Your instructions
Rewrite the rows from the start through the line containing "[59,126,92,149]", with the requests kept in and every bounding-box coordinate in the answers shifted by -11.

**** Record excerpts ****

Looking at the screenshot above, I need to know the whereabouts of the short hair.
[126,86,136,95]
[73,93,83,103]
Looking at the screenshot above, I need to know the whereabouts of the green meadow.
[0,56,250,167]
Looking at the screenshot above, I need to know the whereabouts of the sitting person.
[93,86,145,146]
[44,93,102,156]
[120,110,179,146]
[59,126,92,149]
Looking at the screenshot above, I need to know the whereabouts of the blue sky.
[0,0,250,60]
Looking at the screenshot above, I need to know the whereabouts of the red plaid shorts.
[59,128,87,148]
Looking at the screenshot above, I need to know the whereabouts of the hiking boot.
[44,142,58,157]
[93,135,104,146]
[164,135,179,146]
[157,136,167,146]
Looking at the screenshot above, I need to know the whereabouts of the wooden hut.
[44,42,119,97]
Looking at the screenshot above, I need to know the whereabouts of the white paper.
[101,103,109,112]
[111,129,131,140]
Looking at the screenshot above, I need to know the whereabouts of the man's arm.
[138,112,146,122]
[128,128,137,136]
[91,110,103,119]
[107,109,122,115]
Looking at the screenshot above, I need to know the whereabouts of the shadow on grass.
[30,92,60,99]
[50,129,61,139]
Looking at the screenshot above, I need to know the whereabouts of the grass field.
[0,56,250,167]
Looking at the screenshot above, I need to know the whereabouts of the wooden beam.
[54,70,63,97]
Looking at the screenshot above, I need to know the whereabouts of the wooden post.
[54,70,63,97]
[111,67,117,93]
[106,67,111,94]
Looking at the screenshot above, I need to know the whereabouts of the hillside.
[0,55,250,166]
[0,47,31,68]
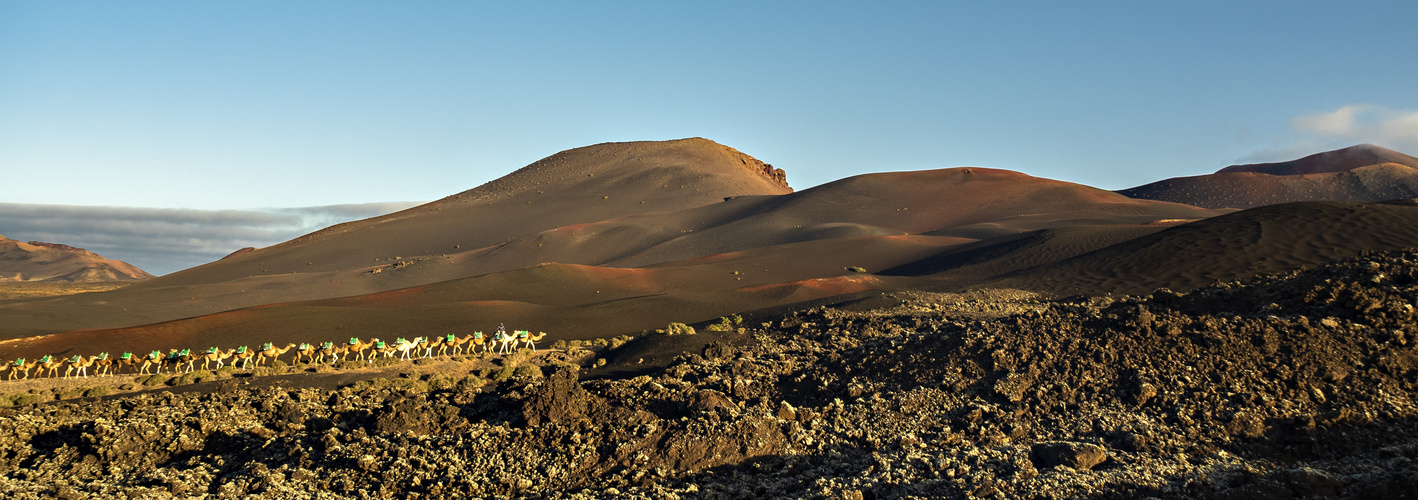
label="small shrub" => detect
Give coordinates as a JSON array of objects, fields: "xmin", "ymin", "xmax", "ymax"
[
  {"xmin": 458, "ymin": 377, "xmax": 488, "ymax": 390},
  {"xmin": 428, "ymin": 375, "xmax": 458, "ymax": 391},
  {"xmin": 512, "ymin": 364, "xmax": 543, "ymax": 378},
  {"xmin": 14, "ymin": 394, "xmax": 45, "ymax": 407},
  {"xmin": 167, "ymin": 371, "xmax": 210, "ymax": 385},
  {"xmin": 665, "ymin": 323, "xmax": 696, "ymax": 336},
  {"xmin": 492, "ymin": 364, "xmax": 516, "ymax": 382},
  {"xmin": 610, "ymin": 336, "xmax": 634, "ymax": 348},
  {"xmin": 335, "ymin": 360, "xmax": 367, "ymax": 370}
]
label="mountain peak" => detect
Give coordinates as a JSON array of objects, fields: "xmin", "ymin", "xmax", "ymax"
[
  {"xmin": 0, "ymin": 237, "xmax": 153, "ymax": 282},
  {"xmin": 1217, "ymin": 144, "xmax": 1418, "ymax": 176}
]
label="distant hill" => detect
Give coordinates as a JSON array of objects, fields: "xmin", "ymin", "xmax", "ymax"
[
  {"xmin": 1117, "ymin": 144, "xmax": 1418, "ymax": 208},
  {"xmin": 0, "ymin": 237, "xmax": 153, "ymax": 283},
  {"xmin": 0, "ymin": 139, "xmax": 1418, "ymax": 358}
]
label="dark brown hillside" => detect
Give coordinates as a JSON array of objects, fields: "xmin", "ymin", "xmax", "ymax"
[
  {"xmin": 974, "ymin": 201, "xmax": 1418, "ymax": 296},
  {"xmin": 0, "ymin": 237, "xmax": 153, "ymax": 282},
  {"xmin": 1117, "ymin": 144, "xmax": 1418, "ymax": 208}
]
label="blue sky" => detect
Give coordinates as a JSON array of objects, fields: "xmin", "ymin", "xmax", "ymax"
[{"xmin": 0, "ymin": 1, "xmax": 1418, "ymax": 271}]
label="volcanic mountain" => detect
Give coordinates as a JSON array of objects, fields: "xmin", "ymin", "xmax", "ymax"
[
  {"xmin": 1117, "ymin": 144, "xmax": 1418, "ymax": 208},
  {"xmin": 0, "ymin": 148, "xmax": 1221, "ymax": 354},
  {"xmin": 0, "ymin": 237, "xmax": 153, "ymax": 282},
  {"xmin": 8, "ymin": 139, "xmax": 1418, "ymax": 358}
]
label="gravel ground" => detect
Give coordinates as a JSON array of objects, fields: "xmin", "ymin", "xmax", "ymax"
[{"xmin": 0, "ymin": 252, "xmax": 1418, "ymax": 499}]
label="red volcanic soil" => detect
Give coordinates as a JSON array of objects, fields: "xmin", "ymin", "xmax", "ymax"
[
  {"xmin": 0, "ymin": 237, "xmax": 153, "ymax": 282},
  {"xmin": 1117, "ymin": 144, "xmax": 1418, "ymax": 208},
  {"xmin": 974, "ymin": 201, "xmax": 1418, "ymax": 296},
  {"xmin": 8, "ymin": 139, "xmax": 1418, "ymax": 358}
]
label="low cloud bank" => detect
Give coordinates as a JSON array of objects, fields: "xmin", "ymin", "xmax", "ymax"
[
  {"xmin": 0, "ymin": 201, "xmax": 423, "ymax": 275},
  {"xmin": 1236, "ymin": 105, "xmax": 1418, "ymax": 163}
]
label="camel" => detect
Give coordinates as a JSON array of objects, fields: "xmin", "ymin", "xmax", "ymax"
[
  {"xmin": 157, "ymin": 348, "xmax": 197, "ymax": 374},
  {"xmin": 64, "ymin": 353, "xmax": 98, "ymax": 378},
  {"xmin": 291, "ymin": 341, "xmax": 315, "ymax": 364},
  {"xmin": 518, "ymin": 330, "xmax": 546, "ymax": 353},
  {"xmin": 468, "ymin": 331, "xmax": 492, "ymax": 354},
  {"xmin": 138, "ymin": 351, "xmax": 163, "ymax": 375},
  {"xmin": 394, "ymin": 337, "xmax": 428, "ymax": 360},
  {"xmin": 257, "ymin": 343, "xmax": 295, "ymax": 367},
  {"xmin": 450, "ymin": 331, "xmax": 472, "ymax": 356},
  {"xmin": 201, "ymin": 347, "xmax": 237, "ymax": 370},
  {"xmin": 370, "ymin": 339, "xmax": 403, "ymax": 360},
  {"xmin": 320, "ymin": 341, "xmax": 345, "ymax": 363},
  {"xmin": 10, "ymin": 358, "xmax": 34, "ymax": 380},
  {"xmin": 231, "ymin": 346, "xmax": 257, "ymax": 370},
  {"xmin": 94, "ymin": 353, "xmax": 118, "ymax": 377},
  {"xmin": 418, "ymin": 337, "xmax": 444, "ymax": 357},
  {"xmin": 438, "ymin": 333, "xmax": 469, "ymax": 356},
  {"xmin": 34, "ymin": 354, "xmax": 64, "ymax": 378},
  {"xmin": 492, "ymin": 331, "xmax": 518, "ymax": 354},
  {"xmin": 113, "ymin": 353, "xmax": 143, "ymax": 373},
  {"xmin": 340, "ymin": 337, "xmax": 381, "ymax": 363}
]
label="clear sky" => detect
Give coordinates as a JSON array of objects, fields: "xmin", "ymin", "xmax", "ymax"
[{"xmin": 0, "ymin": 0, "xmax": 1418, "ymax": 271}]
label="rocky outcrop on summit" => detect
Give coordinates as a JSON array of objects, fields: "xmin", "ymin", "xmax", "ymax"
[{"xmin": 0, "ymin": 237, "xmax": 153, "ymax": 282}]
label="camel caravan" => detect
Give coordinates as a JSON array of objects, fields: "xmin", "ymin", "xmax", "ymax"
[{"xmin": 0, "ymin": 326, "xmax": 546, "ymax": 380}]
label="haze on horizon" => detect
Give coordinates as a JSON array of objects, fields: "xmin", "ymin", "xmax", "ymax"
[{"xmin": 0, "ymin": 1, "xmax": 1418, "ymax": 273}]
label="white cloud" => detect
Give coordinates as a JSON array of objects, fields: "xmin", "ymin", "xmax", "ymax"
[
  {"xmin": 1236, "ymin": 105, "xmax": 1418, "ymax": 163},
  {"xmin": 0, "ymin": 201, "xmax": 423, "ymax": 275}
]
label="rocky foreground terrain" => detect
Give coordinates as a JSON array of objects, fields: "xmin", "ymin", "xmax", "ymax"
[{"xmin": 0, "ymin": 252, "xmax": 1418, "ymax": 499}]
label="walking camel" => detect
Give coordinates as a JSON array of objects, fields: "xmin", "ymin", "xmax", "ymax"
[
  {"xmin": 492, "ymin": 331, "xmax": 518, "ymax": 354},
  {"xmin": 34, "ymin": 354, "xmax": 64, "ymax": 378},
  {"xmin": 10, "ymin": 358, "xmax": 34, "ymax": 380},
  {"xmin": 231, "ymin": 346, "xmax": 257, "ymax": 370},
  {"xmin": 340, "ymin": 337, "xmax": 380, "ymax": 361},
  {"xmin": 320, "ymin": 341, "xmax": 345, "ymax": 363},
  {"xmin": 257, "ymin": 343, "xmax": 295, "ymax": 367},
  {"xmin": 201, "ymin": 347, "xmax": 237, "ymax": 370},
  {"xmin": 394, "ymin": 337, "xmax": 424, "ymax": 360},
  {"xmin": 291, "ymin": 341, "xmax": 315, "ymax": 364},
  {"xmin": 64, "ymin": 353, "xmax": 97, "ymax": 378},
  {"xmin": 518, "ymin": 330, "xmax": 546, "ymax": 353}
]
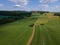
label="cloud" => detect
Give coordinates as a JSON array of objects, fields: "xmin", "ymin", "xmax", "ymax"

****

Correct response
Looking at the screenshot above, I need to know the whereabouts of the short hair.
[115,75,125,84]
[62,82,72,92]
Looking at the screenshot above, I need to know the whereabouts of the green meadow.
[-11,45,239,156]
Looking at the screenshot above, I need to know the whereabouts of the sitting person.
[82,75,134,135]
[33,82,91,145]
[109,99,168,135]
[48,115,81,138]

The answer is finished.